Source data

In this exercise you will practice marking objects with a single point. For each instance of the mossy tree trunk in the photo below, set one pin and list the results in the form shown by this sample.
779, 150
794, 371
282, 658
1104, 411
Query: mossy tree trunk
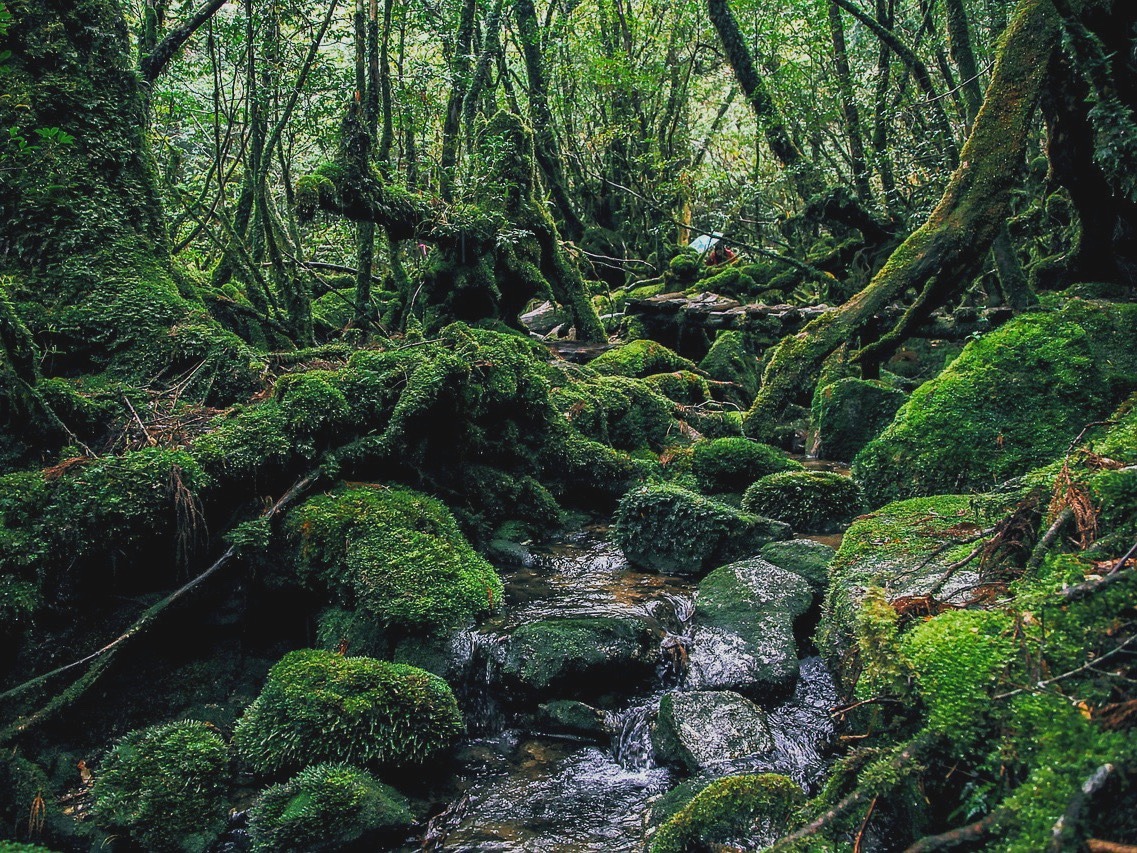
940, 257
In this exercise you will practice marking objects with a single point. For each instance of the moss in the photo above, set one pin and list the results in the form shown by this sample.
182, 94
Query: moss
956, 659
670, 529
1012, 400
639, 358
815, 502
165, 786
325, 808
731, 359
396, 555
731, 464
322, 706
849, 413
736, 806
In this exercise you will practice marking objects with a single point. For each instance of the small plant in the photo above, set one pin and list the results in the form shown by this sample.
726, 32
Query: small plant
165, 786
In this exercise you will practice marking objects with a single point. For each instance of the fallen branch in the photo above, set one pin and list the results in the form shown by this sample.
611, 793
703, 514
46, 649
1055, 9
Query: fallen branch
101, 659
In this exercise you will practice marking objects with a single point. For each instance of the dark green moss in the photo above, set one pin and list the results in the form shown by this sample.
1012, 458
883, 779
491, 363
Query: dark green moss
815, 502
670, 529
395, 555
323, 706
165, 787
325, 808
732, 463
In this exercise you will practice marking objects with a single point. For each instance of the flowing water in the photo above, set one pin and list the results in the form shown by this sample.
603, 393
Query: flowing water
521, 788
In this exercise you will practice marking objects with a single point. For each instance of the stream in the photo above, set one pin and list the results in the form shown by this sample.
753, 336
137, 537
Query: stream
522, 787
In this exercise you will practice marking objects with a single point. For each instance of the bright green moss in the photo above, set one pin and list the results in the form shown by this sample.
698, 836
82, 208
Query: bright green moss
395, 554
671, 529
639, 358
849, 413
322, 706
957, 657
731, 359
729, 809
165, 786
732, 463
325, 808
815, 502
1012, 400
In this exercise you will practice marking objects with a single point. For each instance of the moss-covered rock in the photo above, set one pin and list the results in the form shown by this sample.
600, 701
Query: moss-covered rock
744, 628
325, 808
756, 808
670, 529
1011, 402
805, 557
849, 413
815, 502
580, 656
165, 787
640, 358
395, 554
731, 358
731, 464
322, 706
703, 730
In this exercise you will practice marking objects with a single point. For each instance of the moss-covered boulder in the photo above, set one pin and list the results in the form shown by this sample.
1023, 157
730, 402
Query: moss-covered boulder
325, 808
805, 557
1012, 400
731, 464
393, 554
703, 730
815, 502
640, 358
670, 529
902, 549
756, 808
321, 706
732, 359
165, 787
744, 628
581, 656
849, 413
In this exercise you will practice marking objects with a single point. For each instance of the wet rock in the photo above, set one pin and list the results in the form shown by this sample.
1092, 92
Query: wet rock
567, 717
582, 656
744, 628
670, 529
804, 557
704, 729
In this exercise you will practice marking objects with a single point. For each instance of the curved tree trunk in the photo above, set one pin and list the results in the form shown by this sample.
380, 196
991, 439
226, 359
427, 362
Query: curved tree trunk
957, 233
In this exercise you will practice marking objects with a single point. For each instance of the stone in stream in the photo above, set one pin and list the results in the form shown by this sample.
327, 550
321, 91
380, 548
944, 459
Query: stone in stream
744, 628
580, 656
804, 557
704, 729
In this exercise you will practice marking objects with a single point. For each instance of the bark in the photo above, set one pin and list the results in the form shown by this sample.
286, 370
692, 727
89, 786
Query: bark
957, 233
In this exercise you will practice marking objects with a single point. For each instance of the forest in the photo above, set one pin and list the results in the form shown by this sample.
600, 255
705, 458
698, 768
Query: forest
567, 425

PROBLEM DESCRIPTION:
Above are the records; transcribe them exactly without the pictures.

YOUR RESPONSE:
In this exercise you will practice marking objects with a single point. For each instance of the mossy tree trunk in the photo below, set one pin and list the results in the form shown by this sample.
779, 150
794, 371
282, 658
1104, 411
Query: mossy tree trunk
940, 257
In this exercise you will practice marking objects with a single point. For each instance of the moss in the photo above, set one pin and list the results in the form shown by this sample.
182, 94
Query: moss
956, 659
670, 529
1012, 400
639, 358
815, 502
165, 786
325, 808
731, 359
396, 555
731, 464
322, 706
849, 413
736, 806
In this exercise you will practice marking objects with a single point. For each instance of the small plant in the photo above, set one pin and list the results in the form shown by this sample.
726, 32
Query: small plant
165, 786
In this exercise you will practice marking objects with a single point. For each instance of the fallen branch in the photo above, set one pin and list the results in the form shown by this sample.
611, 793
703, 514
46, 649
1055, 9
Query: fallen branch
101, 659
In this exercise you will practice marking objects with a single point. For each instance of the dark green moss in the photo above, set one pin and list the results in the form shown by this sample.
1012, 458
883, 779
491, 363
Query: dark green moss
815, 502
670, 529
395, 555
323, 706
165, 787
325, 808
732, 463
In this exercise you will practice marking objects with a single point. For each instance of the flowing water in the photo above, set one pin and list the results in the form shown by this sample.
603, 393
Query: flowing water
521, 788
In this exercise you will practice marking objects with a single point. For each instance of the stream in the photo above, set one pin and list the results in the form shown by this sample.
753, 336
137, 537
Query: stream
522, 787
In this exercise you will practice marking objects with a single point. For each instance of the bright green moss in the photo above, set one pin and list the results in the form shown by this sample.
698, 836
82, 208
Query: bright green moss
395, 554
671, 529
639, 358
849, 413
322, 706
957, 657
731, 359
729, 809
165, 786
732, 463
325, 808
815, 502
1012, 400
In this exercise you will practice marking objects with a single point. For each instance of the moss-covered rock in the photo above, set one pin and list the results in the form shown by this sample.
600, 701
Query: moss-covered rock
744, 628
325, 808
756, 808
670, 529
1011, 402
805, 557
849, 413
815, 502
580, 656
165, 787
640, 358
395, 554
731, 358
731, 464
322, 706
703, 730
In this exercise you will practice marking objects with a single point. For each instance of the moss-covered boulder in the photo above, set one pin and list the results in the form shown by this sample.
1023, 157
730, 402
Query: moss-covered boulder
325, 808
805, 557
1012, 400
731, 464
393, 554
703, 730
815, 502
640, 358
670, 529
902, 549
756, 808
321, 706
732, 359
165, 787
744, 628
581, 656
849, 413
In this exercise you will practice marking objects with a single point. For each instance of the wet rock in the photo above, set one pin and list the results in the form shown by this sample.
1092, 92
Query: wet rock
567, 717
582, 656
744, 628
670, 529
804, 557
704, 729
In this exercise you will practice marking objects with a single point. For each instance of the curved tree trunk in the photo above, set one pin and list the results in the form shown by this sample.
380, 196
991, 439
226, 359
427, 362
Query: curved tree trunk
957, 233
In this exercise you will practice marking objects with a single point. For each instance of the stone in stream in the photo above, set one pin and list the results in the form shown by this sample.
327, 550
321, 91
380, 548
944, 459
Query: stone in stream
744, 628
580, 656
804, 557
704, 729
In this exercise you will practice marking objects with a single point. For each instance of the bark in the photo above, set one pin and list the results in the form shown by this sample.
286, 370
692, 727
89, 786
Query: bark
957, 233
In this exercise you will practice marking objects with a single point. For each instance of the forest in the photo above, set one pin and list the results in the form shown by this sample.
600, 255
705, 458
698, 768
Query: forest
567, 425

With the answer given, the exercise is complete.